# Task 1
Reproduce the forum post about storage performance testing below word for word, from its title line to its last sentence.

# Extract to read

<<<<

Storage Performance Testing Toolkit and Configuration #1457

benyamin-codez · 2025-11-17T00:33:04Z

benyamin-codez
Nov 17, 2025

Hi everyone,

I thought it prudent to kick off a discussion around performance testing for our storage stacks.

It would be helpful if we could develop a standard toolkit and configuration.
Perhaps we have already, and I missed the doco somewhere?

In terms of reporting, what would be the preferred format?
Raw, XML, JSON, HTML, PNG plots, CSV, XLSX, ODS, PDF, or some archived combination?

From what I can tell, and probably due to our Windows focus, we tend to mainly see IOMeter and DiskSpd being used but reporting is limited and there doesn't appear to be a standardised test configuration.

Historically, we do appear to have the Daynix StorMeter bricklet too...

>>>>

# Task 2
How many lines in the rows below contain the word "slope"? Reply with the number only.

# Record set
<<<<

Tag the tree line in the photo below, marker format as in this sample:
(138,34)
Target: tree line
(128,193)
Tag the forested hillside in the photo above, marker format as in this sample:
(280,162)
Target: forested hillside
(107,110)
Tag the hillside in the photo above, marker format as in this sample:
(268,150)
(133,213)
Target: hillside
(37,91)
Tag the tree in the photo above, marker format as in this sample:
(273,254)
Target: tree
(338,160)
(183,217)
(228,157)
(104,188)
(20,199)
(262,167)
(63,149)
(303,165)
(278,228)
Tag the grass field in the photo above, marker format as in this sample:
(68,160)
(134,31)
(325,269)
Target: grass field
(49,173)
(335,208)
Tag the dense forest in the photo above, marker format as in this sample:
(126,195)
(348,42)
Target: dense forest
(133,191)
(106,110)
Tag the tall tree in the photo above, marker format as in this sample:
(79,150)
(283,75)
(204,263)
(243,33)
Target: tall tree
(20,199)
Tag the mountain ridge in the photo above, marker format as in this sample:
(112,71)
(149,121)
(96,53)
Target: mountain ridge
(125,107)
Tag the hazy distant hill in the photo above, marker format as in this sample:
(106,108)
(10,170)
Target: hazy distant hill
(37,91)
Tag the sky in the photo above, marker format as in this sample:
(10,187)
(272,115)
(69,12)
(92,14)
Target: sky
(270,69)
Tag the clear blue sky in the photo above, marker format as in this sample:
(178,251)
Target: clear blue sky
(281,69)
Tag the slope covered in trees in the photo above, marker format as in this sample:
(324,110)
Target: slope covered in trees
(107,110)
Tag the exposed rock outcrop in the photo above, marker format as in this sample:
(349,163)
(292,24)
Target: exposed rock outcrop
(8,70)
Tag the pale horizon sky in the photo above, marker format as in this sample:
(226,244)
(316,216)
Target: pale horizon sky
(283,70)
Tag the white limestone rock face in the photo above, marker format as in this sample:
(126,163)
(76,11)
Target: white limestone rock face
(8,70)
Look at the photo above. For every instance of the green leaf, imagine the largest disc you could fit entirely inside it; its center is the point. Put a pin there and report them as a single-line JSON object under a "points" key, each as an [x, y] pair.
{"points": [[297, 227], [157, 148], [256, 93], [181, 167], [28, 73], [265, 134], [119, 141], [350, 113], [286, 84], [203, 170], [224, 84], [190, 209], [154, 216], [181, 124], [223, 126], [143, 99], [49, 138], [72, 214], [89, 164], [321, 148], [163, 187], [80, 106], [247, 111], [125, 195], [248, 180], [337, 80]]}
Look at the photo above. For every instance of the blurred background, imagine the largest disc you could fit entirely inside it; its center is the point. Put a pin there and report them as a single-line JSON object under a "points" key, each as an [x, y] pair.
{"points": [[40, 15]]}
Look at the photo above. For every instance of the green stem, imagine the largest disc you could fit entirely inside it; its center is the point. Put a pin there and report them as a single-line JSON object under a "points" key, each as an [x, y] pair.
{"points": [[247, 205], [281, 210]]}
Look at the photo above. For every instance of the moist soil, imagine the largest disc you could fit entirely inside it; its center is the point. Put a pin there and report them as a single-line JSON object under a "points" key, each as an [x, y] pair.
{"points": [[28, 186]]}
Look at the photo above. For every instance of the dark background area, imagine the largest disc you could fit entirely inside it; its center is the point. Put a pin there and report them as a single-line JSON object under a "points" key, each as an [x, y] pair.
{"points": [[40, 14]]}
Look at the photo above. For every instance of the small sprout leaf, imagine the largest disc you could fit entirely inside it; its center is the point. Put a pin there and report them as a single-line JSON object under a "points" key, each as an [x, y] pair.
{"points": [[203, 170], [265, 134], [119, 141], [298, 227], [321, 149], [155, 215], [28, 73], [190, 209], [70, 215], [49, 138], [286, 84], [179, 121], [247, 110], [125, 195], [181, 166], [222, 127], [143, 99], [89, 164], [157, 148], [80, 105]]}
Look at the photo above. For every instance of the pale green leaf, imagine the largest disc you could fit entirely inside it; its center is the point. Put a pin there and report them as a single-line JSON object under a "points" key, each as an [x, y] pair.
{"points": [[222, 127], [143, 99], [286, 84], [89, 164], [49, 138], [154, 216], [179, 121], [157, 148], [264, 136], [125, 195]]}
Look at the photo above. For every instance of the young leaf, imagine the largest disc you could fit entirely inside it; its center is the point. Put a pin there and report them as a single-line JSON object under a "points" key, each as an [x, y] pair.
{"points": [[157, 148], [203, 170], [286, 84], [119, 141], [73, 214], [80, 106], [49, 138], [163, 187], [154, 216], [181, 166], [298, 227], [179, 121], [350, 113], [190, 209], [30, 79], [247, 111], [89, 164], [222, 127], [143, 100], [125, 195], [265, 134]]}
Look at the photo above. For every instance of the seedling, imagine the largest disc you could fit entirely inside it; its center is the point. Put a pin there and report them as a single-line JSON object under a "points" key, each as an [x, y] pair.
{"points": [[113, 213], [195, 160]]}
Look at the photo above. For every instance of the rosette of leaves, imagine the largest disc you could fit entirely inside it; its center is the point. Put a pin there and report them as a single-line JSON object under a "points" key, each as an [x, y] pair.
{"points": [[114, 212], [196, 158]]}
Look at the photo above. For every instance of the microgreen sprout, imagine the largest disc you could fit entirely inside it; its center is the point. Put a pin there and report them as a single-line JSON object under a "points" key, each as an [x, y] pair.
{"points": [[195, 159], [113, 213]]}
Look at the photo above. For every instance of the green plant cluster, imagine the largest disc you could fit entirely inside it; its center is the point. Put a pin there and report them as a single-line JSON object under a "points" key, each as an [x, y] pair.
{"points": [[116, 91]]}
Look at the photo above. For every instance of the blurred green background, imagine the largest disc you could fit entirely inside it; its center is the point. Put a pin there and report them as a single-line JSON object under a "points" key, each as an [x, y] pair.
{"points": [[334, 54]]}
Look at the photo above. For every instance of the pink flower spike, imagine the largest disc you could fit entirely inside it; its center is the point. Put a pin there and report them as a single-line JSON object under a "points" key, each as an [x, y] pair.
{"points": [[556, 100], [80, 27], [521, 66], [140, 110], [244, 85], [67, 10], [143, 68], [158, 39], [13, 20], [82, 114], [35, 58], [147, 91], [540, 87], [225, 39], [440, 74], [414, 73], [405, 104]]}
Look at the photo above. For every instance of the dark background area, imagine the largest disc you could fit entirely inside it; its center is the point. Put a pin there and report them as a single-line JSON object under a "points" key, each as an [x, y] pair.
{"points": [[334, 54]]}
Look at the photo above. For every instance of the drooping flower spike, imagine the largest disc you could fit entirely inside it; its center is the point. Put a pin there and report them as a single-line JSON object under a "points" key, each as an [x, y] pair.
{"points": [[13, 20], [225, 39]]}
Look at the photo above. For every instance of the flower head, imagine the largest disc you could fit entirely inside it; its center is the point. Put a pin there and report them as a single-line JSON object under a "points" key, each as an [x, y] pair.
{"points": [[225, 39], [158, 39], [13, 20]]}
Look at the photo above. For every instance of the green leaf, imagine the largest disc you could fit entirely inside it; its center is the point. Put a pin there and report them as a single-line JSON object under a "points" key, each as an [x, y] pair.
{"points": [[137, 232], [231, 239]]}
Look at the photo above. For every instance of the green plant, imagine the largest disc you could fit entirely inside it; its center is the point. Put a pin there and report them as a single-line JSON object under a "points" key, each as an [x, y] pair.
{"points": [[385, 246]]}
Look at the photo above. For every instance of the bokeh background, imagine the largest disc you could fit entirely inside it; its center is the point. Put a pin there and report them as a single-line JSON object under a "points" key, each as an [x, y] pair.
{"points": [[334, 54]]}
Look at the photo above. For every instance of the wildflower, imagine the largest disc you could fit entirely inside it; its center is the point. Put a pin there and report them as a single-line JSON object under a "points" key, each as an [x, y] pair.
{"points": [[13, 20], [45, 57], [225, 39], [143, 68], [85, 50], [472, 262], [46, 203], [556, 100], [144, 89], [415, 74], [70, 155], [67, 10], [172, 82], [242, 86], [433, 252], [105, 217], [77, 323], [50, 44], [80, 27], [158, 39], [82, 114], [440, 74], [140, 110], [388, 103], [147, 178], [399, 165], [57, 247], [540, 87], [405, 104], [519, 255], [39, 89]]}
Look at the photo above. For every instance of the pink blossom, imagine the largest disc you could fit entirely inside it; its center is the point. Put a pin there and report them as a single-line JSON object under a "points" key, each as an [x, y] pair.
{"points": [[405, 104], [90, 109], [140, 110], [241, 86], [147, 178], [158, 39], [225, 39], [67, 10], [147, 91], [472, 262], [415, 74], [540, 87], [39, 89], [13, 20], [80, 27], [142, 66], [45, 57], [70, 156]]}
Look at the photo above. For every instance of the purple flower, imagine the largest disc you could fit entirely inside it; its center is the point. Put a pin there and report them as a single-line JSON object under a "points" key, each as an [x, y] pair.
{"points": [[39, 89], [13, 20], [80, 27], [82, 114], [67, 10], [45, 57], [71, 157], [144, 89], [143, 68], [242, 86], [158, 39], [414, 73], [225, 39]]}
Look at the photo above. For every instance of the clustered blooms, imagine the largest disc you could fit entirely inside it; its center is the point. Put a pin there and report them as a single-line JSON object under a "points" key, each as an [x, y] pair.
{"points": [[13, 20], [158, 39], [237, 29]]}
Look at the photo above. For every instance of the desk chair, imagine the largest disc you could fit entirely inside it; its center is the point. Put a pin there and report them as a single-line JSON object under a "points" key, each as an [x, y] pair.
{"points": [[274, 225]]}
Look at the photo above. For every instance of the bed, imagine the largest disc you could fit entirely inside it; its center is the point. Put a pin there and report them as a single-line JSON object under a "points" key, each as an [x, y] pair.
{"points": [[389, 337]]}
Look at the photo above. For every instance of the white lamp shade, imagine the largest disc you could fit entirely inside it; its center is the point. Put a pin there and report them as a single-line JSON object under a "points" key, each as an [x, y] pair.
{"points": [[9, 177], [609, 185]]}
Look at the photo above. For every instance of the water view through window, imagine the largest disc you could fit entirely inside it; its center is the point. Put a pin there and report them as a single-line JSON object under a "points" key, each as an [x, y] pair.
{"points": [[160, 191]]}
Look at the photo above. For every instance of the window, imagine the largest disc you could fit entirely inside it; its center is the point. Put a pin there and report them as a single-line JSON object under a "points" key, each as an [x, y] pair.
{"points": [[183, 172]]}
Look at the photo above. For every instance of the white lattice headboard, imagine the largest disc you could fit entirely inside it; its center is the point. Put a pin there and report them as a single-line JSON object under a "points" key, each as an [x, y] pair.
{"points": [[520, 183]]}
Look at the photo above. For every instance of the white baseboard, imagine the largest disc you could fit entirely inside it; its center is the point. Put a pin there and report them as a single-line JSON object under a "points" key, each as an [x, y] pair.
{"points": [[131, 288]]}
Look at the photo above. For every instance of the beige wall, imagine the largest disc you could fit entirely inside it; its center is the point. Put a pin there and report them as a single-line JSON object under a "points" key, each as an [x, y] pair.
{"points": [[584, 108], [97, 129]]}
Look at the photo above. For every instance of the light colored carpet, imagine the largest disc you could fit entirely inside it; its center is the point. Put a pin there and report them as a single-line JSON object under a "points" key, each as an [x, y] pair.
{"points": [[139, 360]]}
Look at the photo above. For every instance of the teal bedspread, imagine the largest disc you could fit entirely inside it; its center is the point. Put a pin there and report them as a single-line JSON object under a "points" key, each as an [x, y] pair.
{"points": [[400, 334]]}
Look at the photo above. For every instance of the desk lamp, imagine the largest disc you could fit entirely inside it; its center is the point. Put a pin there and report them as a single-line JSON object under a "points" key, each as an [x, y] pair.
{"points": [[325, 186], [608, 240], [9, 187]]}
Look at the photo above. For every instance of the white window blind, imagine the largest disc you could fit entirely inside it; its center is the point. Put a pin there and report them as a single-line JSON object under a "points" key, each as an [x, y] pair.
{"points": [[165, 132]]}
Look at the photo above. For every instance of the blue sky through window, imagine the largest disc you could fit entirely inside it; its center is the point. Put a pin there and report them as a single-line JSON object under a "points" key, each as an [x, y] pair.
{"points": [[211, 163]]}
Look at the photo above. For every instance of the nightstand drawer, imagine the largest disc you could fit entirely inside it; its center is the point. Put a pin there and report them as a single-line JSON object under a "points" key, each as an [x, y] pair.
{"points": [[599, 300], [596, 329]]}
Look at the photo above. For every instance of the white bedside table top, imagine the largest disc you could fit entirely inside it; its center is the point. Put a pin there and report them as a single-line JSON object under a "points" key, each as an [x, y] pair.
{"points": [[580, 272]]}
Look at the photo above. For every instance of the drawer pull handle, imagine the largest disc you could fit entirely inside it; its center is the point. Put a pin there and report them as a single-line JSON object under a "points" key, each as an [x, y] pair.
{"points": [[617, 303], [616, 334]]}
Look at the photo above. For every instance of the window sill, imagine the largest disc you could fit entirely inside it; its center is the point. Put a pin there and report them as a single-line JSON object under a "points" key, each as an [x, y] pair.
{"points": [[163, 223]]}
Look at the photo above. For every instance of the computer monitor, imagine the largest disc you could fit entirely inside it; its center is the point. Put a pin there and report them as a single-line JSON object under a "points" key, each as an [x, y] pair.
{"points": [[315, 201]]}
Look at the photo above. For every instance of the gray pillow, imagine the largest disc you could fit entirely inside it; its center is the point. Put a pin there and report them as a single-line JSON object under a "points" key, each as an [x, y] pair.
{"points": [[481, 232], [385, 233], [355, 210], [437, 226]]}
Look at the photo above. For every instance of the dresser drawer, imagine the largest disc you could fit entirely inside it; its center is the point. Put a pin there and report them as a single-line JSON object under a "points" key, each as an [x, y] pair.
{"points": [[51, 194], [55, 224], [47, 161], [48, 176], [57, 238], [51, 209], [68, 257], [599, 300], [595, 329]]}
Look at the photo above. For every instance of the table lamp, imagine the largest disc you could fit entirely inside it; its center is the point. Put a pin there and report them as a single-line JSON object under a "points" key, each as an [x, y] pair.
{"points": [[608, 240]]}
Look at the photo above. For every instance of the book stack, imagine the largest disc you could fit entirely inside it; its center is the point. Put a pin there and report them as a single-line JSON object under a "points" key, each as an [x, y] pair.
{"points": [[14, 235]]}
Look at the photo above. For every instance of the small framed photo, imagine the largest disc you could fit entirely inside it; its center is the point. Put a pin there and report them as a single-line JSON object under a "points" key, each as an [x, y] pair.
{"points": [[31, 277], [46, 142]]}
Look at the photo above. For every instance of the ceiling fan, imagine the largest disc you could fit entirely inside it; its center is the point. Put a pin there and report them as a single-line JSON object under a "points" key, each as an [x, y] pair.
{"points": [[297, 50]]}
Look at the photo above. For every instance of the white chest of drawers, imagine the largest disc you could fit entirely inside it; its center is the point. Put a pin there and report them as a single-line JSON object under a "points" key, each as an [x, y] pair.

>>>>

# Complete output 1
Storage Performance Testing Toolkit and Configuration #1457

benyamin-codez · 2025-11-17T00:33:04Z

benyamin-codez
Nov 17, 2025

Hi everyone,

I thought it prudent to kick off a discussion around performance testing for our storage stacks.

It would be helpful if we could develop a standard toolkit and configuration.
Perhaps we have already, and I missed the doco somewhere?

In terms of reporting, what would be the preferred format?
Raw, XML, JSON, HTML, PNG plots, CSV, XLSX, ODS, PDF, or some archived combination?

From what I can tell, and probably due to our Windows focus, we tend to mainly see IOMeter and DiskSpd being used but reporting is limited and there doesn't appear to be a standardised test configuration.

Historically, we do appear to have the Daynix StorMeter bricklet too...

# Complete output 2
2